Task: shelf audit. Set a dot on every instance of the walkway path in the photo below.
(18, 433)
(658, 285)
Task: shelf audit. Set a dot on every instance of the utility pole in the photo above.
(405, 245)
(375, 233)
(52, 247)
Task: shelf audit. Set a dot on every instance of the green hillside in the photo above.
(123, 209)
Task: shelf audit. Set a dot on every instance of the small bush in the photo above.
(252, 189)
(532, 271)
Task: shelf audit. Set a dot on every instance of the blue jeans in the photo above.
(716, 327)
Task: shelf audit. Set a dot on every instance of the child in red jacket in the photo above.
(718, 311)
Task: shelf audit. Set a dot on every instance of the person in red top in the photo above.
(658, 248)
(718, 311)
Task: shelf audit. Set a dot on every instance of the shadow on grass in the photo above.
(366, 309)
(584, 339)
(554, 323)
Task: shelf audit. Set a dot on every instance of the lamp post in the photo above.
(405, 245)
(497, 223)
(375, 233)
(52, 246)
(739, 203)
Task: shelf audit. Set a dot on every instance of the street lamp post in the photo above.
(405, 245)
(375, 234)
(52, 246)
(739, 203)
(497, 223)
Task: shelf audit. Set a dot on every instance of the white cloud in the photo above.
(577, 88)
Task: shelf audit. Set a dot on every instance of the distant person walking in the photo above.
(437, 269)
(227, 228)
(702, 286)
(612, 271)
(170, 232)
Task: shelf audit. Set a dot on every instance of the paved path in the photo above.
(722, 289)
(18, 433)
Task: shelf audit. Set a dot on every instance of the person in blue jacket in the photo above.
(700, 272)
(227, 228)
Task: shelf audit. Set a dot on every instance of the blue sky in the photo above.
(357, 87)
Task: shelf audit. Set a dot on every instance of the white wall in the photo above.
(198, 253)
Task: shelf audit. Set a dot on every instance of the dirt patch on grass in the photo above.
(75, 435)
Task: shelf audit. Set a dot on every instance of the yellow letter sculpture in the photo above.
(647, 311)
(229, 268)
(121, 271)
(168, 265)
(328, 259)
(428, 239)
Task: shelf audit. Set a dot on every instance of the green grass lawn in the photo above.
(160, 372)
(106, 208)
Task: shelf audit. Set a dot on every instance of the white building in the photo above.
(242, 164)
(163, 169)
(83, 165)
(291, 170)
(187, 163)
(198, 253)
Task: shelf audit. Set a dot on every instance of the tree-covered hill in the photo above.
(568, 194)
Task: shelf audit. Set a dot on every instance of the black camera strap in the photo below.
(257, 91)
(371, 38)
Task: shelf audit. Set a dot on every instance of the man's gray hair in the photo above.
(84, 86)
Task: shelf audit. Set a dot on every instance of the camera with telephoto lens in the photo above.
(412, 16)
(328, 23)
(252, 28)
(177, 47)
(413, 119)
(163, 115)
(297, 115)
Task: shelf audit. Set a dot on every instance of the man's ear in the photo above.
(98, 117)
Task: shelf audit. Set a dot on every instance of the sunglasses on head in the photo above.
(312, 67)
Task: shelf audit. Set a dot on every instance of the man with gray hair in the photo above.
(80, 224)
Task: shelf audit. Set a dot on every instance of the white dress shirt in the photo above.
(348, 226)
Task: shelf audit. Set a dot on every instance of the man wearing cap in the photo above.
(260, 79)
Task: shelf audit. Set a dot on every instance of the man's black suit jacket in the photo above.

= = = = = = =

Prompt:
Output each line of the material exactly, keeping every word as it appears.

Task result:
Task: shelf audit. Set a dot on every instance of the walkway path in the photo below.
(18, 433)
(658, 285)
Task: shelf audit. Set a dot on every instance of the utility pole in the photo above.
(405, 245)
(375, 233)
(52, 247)
Task: shelf audit. Set a dot on every instance of the green hillside in the photo above.
(123, 209)
Task: shelf audit. Set a dot on every instance of the small bush in the photo above.
(252, 189)
(532, 271)
Task: shelf audit. Set a dot on every instance of the blue jeans in the photo above.
(716, 327)
Task: shelf audit. Set a dot on every instance of the child in red jacket in the photo above.
(718, 311)
Task: shelf audit. Set a dot on every instance of the person in red top in the photo above.
(658, 248)
(718, 311)
Task: shelf audit. Set a dot on every instance of the shadow on grass in the photo above.
(366, 309)
(584, 339)
(554, 323)
Task: shelf audit. Set a dot on every instance of the lamp post in the photo above.
(405, 245)
(497, 223)
(375, 233)
(52, 246)
(739, 203)
Task: shelf audit. Set a dot on every instance of the street lamp post in the photo above.
(405, 245)
(375, 234)
(52, 246)
(739, 203)
(497, 223)
Task: shelf audit. Set a dot on every instance of the white cloud in the photo above.
(577, 88)
Task: shelf audit. Set a dot on every instance of the distant person walking in the photo above.
(437, 269)
(227, 228)
(702, 286)
(612, 271)
(170, 232)
Task: shelf audit. Set a dot on every instance of the paved path in the photo above.
(722, 289)
(18, 433)
Task: shelf audit. Set a dot on every instance of the person in blue jacket in the photo above.
(700, 272)
(227, 228)
Task: shelf audit. Set a dot on every instance of the blue sky in the photo above.
(357, 87)
Task: shelf audit. Set a dot on every instance of the white wall in the photo above.
(198, 253)
Task: shelf audit. Set a dot on every instance of the dirt patch on grass in the photo above.
(75, 435)
Task: shelf audit. Set a dot on every instance of the yellow letter sculpture in the photo above.
(647, 311)
(229, 268)
(121, 271)
(168, 265)
(328, 259)
(428, 239)
Task: shelf audit. Set a dot on every instance of the green grass lawn in the photo above.
(160, 372)
(106, 208)
Task: shelf audit. Set a dot on every instance of the white building in the photo above.
(242, 164)
(163, 169)
(83, 165)
(291, 170)
(187, 163)
(198, 253)
Task: shelf audit. Set a dot on every instance of the tree-covered hill in the photo above.
(568, 194)
Task: shelf audit. Set a dot on every instance of the black camera strap in the photo below.
(257, 91)
(371, 38)
Task: shelf audit. Set a dot on every instance of the man's gray hair in the photo above.
(84, 86)
Task: shelf audit. Set a dot on every instance of the camera with telephoto lens in the photo above.
(412, 16)
(328, 23)
(252, 28)
(177, 47)
(413, 119)
(163, 115)
(297, 115)
Task: shelf audit. Set a dot on every instance of the man's ear in the photo above.
(98, 117)
Task: shelf audit. Set a dot on every instance of the sunglasses on head in the photo above.
(312, 67)
Task: shelf audit. Set a dot on every instance of the man with gray hair in the photo above.
(80, 224)
Task: shelf audit. Set a dot on every instance of the white dress shirt in the photo above.
(348, 226)
Task: shelf audit. Set a dot on every instance of the man wearing cap in the photo above.
(260, 79)
Task: shelf audit. Set a dot on every instance of the man's black suit jacket in the photo above.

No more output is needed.